╭──
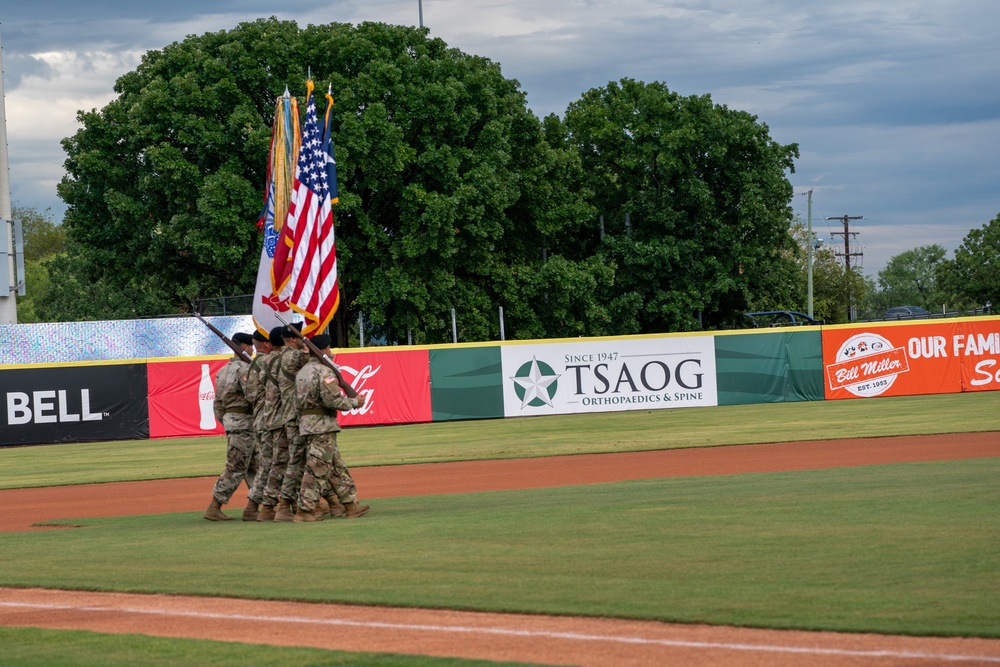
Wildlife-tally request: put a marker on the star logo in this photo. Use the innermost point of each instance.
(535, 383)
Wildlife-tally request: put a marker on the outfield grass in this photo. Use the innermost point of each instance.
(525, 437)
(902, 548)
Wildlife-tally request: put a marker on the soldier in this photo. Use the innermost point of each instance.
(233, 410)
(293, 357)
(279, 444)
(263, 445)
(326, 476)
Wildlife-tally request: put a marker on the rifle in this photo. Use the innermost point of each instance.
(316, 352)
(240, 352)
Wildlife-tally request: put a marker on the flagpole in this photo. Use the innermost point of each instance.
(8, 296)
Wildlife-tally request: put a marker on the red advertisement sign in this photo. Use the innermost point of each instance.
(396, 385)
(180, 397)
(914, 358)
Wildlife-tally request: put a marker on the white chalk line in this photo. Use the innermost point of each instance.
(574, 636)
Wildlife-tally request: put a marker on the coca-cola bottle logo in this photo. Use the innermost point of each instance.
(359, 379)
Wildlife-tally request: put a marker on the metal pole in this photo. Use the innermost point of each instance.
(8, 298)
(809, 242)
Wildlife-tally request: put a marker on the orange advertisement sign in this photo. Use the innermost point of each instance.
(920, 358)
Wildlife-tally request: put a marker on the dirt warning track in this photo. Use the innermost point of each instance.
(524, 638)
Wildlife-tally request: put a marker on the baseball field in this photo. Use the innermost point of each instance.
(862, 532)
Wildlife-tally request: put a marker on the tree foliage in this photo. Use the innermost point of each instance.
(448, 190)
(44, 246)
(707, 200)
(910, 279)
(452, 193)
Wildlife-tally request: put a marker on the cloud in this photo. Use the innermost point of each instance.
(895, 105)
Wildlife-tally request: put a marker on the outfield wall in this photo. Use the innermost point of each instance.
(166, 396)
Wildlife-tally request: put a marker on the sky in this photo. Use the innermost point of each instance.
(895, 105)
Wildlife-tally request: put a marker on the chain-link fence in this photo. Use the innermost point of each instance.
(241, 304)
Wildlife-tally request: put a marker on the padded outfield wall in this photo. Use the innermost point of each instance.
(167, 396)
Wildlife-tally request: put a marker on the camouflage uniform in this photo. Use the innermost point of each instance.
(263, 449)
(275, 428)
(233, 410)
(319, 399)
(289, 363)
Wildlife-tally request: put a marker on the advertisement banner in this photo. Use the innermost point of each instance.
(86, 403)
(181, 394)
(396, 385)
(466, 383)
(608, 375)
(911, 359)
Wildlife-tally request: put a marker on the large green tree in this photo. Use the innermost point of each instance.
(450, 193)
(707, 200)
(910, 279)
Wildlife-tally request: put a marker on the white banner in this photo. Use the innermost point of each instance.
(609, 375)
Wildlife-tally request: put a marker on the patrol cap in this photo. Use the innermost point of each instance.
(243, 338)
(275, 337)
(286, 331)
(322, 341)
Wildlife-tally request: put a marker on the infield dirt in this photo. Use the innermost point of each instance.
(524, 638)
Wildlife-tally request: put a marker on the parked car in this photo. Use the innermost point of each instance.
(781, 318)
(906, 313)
╰──
[Exercise description]
Drop the images, then copy the data exactly.

[Answer area]
Wildlife-tally request: put a marker on the star logo in this photo. Use the innermost point of each instance.
(535, 383)
Wildlife-tally request: put a marker on the outfield grass in this photo. Use the innermost point of each instance.
(525, 437)
(902, 548)
Wildlife-tally request: put a marker on the soldier in this photo. Use the innermost point of each instance.
(233, 410)
(293, 357)
(279, 444)
(263, 445)
(326, 476)
Wildlife-tally request: put a marker on the rifle in this photo. Use the innermost point of each instance.
(316, 352)
(240, 352)
Wildlife-tally request: put a marker on the flagpole in this photo. Use the innermost point of each instance.
(8, 296)
Wildlife-tally request: put a marker on the red advertisement sign in this photo. Use the innermost point of each instance.
(396, 385)
(180, 397)
(914, 358)
Wildlife-tally request: put a marker on the white chalk line in this photo. Use the innermost point of each instance.
(574, 636)
Wildlife-tally request: put a marker on the coca-cola bottle logo in this photo. Use the innermost point of each instance.
(359, 379)
Wildlife-tally request: put a marker on the metal pole in this photo. Use the innermost point of each instance.
(8, 298)
(809, 242)
Wildlife-tally request: put a marker on the orange advertisement sign in this photo. Use the innermost point of each instance.
(920, 358)
Wildlife-tally request: put a marker on the dirt warning track in this photo. Use the innermost point of each instance.
(524, 638)
Wildlife-tally request: put a marker on the baseball field in this photo. Use the innermost point of each instance.
(862, 532)
Wildlife-tally request: put a marker on the tree foliage in this photo. Use the innermost point of each instance.
(448, 190)
(44, 246)
(707, 200)
(910, 279)
(452, 193)
Wildlife-tally request: put a marker on the cloud in this photo. Use the innermost point of each instance.
(895, 105)
Wildlife-tally request: put a marker on the outfield wall in this photo. Use the innermost point of each instance.
(166, 396)
Wildlife-tally request: put a marker on the sky in this photo. Use the innermost point of each instance.
(895, 105)
Wildlife-tally request: put a marker on the chain-link fence in this photo. Use the innermost point of each instance.
(241, 304)
Wildlife-tally request: put a marker on the padded outfield wall in this photo. Use the innermost point of each instance.
(167, 396)
Wildlife-tally request: put a marker on the camouflage uniform in this photo. Use the innermost point of each instance.
(263, 449)
(275, 428)
(233, 410)
(319, 399)
(289, 363)
Wildlife-tally request: put a marker on the advertisement banner in this photo. Use the innermost point of each instance.
(86, 403)
(181, 394)
(396, 385)
(466, 383)
(608, 375)
(911, 359)
Wildlife-tally request: put a marker on the large green tree in this photo. Use the innermost point of each instance.
(450, 193)
(707, 200)
(910, 279)
Wildlife-tally request: put a marker on the white banner in this photo. Use the innermost point of each instance.
(609, 375)
Wildlife-tally request: put a marker on the patrol cap in this photo. Use the innermost point of each instance.
(243, 338)
(275, 337)
(286, 331)
(322, 341)
Wildlife-tally request: put a marker on the infield dirt in this photo. Use the innermost point of each instance.
(524, 638)
Wildlife-tally request: put a marker on the parked car in this photo. Use the innermost point of each instance.
(781, 318)
(906, 313)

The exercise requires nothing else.